# Supplied data
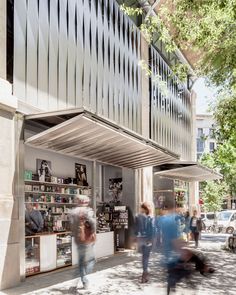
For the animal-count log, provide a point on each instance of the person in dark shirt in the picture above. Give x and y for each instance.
(144, 231)
(33, 220)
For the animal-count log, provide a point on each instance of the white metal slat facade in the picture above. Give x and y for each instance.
(66, 45)
(88, 137)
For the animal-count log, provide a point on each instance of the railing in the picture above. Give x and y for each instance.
(170, 108)
(78, 53)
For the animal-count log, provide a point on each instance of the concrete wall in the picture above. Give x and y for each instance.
(3, 38)
(10, 216)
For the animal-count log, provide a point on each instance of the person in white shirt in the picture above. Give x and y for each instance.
(195, 227)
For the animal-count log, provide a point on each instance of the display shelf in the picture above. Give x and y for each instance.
(56, 184)
(64, 250)
(64, 244)
(51, 193)
(32, 255)
(60, 204)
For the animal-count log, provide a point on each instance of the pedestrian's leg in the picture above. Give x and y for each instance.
(82, 269)
(196, 238)
(146, 256)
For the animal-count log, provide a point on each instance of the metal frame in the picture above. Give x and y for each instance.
(95, 138)
(78, 56)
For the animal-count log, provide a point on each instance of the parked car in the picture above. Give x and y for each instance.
(227, 221)
(208, 220)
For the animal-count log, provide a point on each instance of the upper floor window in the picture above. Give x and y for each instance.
(200, 145)
(211, 133)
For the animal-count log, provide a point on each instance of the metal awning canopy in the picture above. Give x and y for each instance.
(186, 171)
(91, 137)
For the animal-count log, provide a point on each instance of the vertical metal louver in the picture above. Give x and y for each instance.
(170, 108)
(78, 53)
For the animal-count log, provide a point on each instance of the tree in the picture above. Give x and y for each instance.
(213, 193)
(207, 27)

# Action item
A faithful copy of all the data above is required, printed exactly and with no pictures.

# Solved exercise
For the animal-count log, provide a point on each instance of the person in dark shirt in the picture above. Give x and y for each instance.
(144, 231)
(33, 220)
For the animal-count log, provide a point on each instance of the white metal slat facade in the picture above. Give x and y for each instance.
(66, 45)
(88, 137)
For the animal-count log, provide a point on each instance of the railing in the picture above. Give x and y for each instance.
(170, 108)
(78, 53)
For the animal-count log, provide a point on each instance of the concrete wall in the picture above. Give x and y for each instance.
(3, 38)
(10, 216)
For the animal-count log, provide a point on each instance of the person in white shirt in the picture above. Give x and y for each instance.
(195, 227)
For the animal-count log, provide a point on each instance of the display shelf in the picture above. Give x and y for each instance.
(56, 184)
(64, 250)
(64, 244)
(51, 193)
(32, 255)
(60, 204)
For the animal-count log, provide a point on each instance of the pedestrian's leg in the picture above. Give x and y for each instance.
(82, 269)
(196, 238)
(146, 256)
For the animal-count log, provide a point on each instance of the metal frame in the picture above. Give x and y for each instance.
(95, 138)
(78, 56)
For the animal-count log, provide a point on each instance of the parked car in the picture above. Give x and y for each instance.
(227, 221)
(208, 220)
For the animal-count log, provide a point on each instance of the upper floor window in the picture above. Give x and y for each instance.
(200, 145)
(211, 133)
For the animal-count log, provide a point on each instance of the metal awning canopy in the picture above. Give x and y for each instance.
(186, 171)
(91, 137)
For the animal-count log, provide a point on each instance of the vertical metal louver in the picture above. Give x and y for each instance.
(170, 108)
(78, 53)
For the animal-count log, provide a point on each instance of the tree in the picture above. Give x and y for each instance.
(213, 193)
(207, 27)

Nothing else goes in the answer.